How to complete this task >>
Scan the records beneath this line for the line holding "blue shirt in the photo above." and the line holding "banner in the photo above.", then transcribe exactly those two and all lines between.

Data provided: Begin

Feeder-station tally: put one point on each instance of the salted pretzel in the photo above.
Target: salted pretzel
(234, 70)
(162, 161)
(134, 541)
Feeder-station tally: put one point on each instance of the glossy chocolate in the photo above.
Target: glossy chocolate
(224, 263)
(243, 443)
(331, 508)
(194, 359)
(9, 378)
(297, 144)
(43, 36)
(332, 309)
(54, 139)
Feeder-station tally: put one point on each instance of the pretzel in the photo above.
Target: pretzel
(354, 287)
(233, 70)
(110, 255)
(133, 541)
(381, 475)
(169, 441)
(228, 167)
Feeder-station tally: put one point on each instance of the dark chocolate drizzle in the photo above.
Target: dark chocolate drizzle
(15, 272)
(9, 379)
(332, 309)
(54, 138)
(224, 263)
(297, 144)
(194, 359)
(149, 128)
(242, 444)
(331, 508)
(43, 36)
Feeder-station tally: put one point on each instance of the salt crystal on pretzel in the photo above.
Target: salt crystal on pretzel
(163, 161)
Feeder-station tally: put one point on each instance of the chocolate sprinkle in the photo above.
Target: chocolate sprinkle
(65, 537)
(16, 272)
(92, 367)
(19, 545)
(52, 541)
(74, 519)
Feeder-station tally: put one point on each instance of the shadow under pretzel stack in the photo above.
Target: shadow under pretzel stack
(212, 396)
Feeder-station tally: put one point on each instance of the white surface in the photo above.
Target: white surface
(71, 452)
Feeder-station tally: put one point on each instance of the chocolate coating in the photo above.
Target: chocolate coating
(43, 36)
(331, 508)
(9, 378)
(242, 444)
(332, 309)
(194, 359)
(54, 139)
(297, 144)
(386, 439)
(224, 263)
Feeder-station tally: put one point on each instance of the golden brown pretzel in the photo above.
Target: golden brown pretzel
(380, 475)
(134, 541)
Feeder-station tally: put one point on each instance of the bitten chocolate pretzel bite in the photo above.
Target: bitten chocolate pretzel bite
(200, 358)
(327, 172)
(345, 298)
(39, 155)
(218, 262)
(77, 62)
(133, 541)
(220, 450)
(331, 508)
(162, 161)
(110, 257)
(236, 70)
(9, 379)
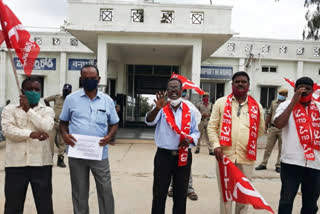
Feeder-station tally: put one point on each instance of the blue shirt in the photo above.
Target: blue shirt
(165, 137)
(89, 117)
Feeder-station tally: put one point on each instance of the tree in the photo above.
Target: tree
(311, 30)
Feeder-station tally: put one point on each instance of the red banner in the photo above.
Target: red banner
(236, 187)
(187, 84)
(18, 38)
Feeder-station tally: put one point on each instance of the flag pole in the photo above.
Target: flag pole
(14, 71)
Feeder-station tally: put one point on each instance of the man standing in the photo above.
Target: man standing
(90, 112)
(300, 158)
(274, 134)
(205, 109)
(235, 124)
(56, 134)
(28, 154)
(176, 132)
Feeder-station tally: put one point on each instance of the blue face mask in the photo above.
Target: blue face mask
(90, 85)
(281, 98)
(33, 97)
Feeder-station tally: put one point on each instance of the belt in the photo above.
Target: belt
(169, 152)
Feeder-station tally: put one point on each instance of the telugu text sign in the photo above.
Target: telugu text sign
(216, 72)
(48, 64)
(76, 64)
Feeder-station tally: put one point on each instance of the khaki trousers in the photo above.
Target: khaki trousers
(274, 135)
(204, 135)
(226, 207)
(56, 138)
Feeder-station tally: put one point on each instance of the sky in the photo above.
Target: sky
(282, 19)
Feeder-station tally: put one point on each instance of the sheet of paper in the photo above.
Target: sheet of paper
(86, 147)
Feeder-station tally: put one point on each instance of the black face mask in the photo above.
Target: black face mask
(90, 85)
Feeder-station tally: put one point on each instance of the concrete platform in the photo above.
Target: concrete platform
(131, 170)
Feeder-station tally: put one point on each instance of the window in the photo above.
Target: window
(106, 15)
(197, 17)
(267, 95)
(137, 15)
(167, 16)
(272, 69)
(215, 90)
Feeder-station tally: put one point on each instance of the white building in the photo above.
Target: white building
(138, 45)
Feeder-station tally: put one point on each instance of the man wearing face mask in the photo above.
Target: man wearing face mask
(90, 112)
(235, 124)
(55, 136)
(300, 157)
(28, 154)
(274, 134)
(205, 110)
(176, 132)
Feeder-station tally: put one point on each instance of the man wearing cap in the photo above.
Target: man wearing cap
(300, 157)
(274, 134)
(205, 110)
(55, 136)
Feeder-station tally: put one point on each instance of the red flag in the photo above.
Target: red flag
(316, 89)
(187, 84)
(17, 37)
(1, 37)
(236, 187)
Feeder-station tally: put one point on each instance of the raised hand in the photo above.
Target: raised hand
(160, 101)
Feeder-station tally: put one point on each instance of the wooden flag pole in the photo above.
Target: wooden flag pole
(14, 71)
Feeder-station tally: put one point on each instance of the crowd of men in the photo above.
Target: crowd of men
(230, 127)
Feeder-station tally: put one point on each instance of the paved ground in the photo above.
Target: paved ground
(132, 166)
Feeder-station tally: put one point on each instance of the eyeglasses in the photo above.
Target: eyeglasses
(173, 88)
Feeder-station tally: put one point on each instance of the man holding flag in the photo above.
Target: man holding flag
(299, 119)
(176, 132)
(235, 124)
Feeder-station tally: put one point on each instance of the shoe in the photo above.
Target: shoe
(60, 162)
(193, 196)
(260, 167)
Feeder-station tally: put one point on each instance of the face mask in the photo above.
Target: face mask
(32, 96)
(176, 102)
(89, 85)
(281, 98)
(205, 100)
(305, 99)
(238, 93)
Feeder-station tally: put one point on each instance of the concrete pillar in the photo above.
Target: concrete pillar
(63, 70)
(299, 70)
(102, 61)
(3, 72)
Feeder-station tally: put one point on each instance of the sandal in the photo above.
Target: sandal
(193, 196)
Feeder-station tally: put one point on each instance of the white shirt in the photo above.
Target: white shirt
(292, 151)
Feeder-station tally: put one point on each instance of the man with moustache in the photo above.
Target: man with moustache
(92, 113)
(274, 134)
(300, 157)
(55, 136)
(176, 132)
(28, 154)
(236, 122)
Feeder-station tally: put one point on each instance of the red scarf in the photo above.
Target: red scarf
(254, 117)
(185, 129)
(308, 128)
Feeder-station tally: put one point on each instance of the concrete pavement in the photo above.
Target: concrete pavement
(131, 163)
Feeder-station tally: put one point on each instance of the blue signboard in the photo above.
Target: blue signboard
(76, 64)
(216, 72)
(48, 64)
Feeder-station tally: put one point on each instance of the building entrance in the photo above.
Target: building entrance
(143, 83)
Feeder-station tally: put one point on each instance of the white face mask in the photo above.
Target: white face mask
(176, 102)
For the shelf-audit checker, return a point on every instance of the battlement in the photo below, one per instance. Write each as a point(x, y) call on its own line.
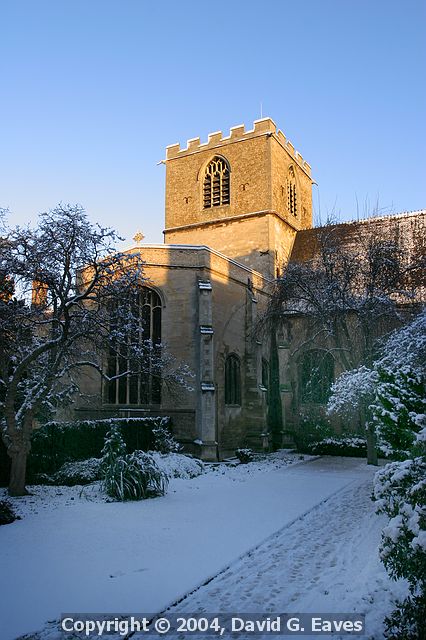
point(263, 127)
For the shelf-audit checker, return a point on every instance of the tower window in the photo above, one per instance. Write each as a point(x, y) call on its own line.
point(232, 380)
point(291, 192)
point(216, 183)
point(136, 347)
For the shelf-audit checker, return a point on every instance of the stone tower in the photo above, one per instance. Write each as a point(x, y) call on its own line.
point(245, 195)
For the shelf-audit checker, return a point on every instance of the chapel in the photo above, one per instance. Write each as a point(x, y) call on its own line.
point(237, 209)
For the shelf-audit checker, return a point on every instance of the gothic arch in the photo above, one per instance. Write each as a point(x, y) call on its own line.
point(215, 178)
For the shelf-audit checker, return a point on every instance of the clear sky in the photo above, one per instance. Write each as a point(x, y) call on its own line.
point(92, 91)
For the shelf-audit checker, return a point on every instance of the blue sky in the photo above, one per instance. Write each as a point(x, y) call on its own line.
point(93, 92)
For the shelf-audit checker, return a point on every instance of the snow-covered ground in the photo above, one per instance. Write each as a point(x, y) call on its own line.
point(310, 530)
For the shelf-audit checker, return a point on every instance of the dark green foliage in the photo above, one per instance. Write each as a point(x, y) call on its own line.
point(399, 401)
point(7, 514)
point(244, 455)
point(78, 472)
point(352, 446)
point(313, 428)
point(163, 440)
point(57, 443)
point(407, 620)
point(132, 476)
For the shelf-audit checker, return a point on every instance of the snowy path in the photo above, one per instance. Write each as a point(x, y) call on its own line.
point(324, 562)
point(75, 554)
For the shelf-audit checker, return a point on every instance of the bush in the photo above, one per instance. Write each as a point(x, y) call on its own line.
point(400, 493)
point(311, 430)
point(407, 620)
point(79, 472)
point(163, 441)
point(56, 443)
point(177, 465)
point(340, 446)
point(244, 455)
point(132, 476)
point(7, 515)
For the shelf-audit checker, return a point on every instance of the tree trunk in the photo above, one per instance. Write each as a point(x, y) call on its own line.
point(17, 474)
point(371, 446)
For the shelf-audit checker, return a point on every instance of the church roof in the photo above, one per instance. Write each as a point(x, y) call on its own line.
point(408, 226)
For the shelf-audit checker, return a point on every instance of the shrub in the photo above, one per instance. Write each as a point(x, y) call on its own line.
point(407, 620)
point(244, 455)
point(163, 440)
point(177, 465)
point(7, 515)
point(340, 446)
point(78, 472)
point(132, 476)
point(400, 493)
point(55, 443)
point(311, 430)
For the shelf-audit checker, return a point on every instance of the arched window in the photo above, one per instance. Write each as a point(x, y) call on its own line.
point(316, 374)
point(291, 192)
point(135, 326)
point(265, 378)
point(232, 380)
point(216, 188)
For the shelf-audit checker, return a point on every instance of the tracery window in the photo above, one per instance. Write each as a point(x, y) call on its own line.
point(265, 377)
point(316, 374)
point(232, 380)
point(291, 192)
point(135, 347)
point(216, 187)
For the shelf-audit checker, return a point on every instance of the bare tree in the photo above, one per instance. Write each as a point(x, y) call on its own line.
point(353, 287)
point(60, 284)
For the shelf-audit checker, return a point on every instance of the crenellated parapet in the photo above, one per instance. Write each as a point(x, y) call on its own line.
point(265, 126)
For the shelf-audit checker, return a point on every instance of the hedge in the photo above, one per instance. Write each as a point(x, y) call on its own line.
point(56, 443)
point(354, 446)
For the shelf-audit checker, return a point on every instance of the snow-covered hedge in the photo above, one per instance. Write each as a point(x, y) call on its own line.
point(78, 472)
point(340, 446)
point(244, 455)
point(133, 476)
point(162, 439)
point(390, 394)
point(177, 465)
point(400, 493)
point(57, 443)
point(7, 515)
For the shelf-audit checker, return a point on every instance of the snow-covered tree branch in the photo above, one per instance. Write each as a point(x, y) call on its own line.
point(65, 302)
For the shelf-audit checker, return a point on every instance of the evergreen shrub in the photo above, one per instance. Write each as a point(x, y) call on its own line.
point(57, 443)
point(133, 476)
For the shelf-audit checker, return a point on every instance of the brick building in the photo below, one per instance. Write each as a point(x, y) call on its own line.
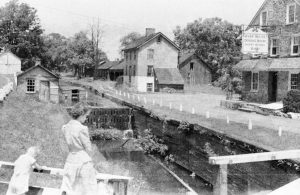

Data provided: End

Answer to this problem >>
Feeder-station tally: put one point on each instance of the blue shirt in the photo above.
Target: blue shirt
(165, 137)
(89, 117)
Feeder-station tally: put one point on each instance of the tree in the photo above.
Target: tree
(311, 30)
Feeder-station tally: put one point on each instance of the red banner in the photo above.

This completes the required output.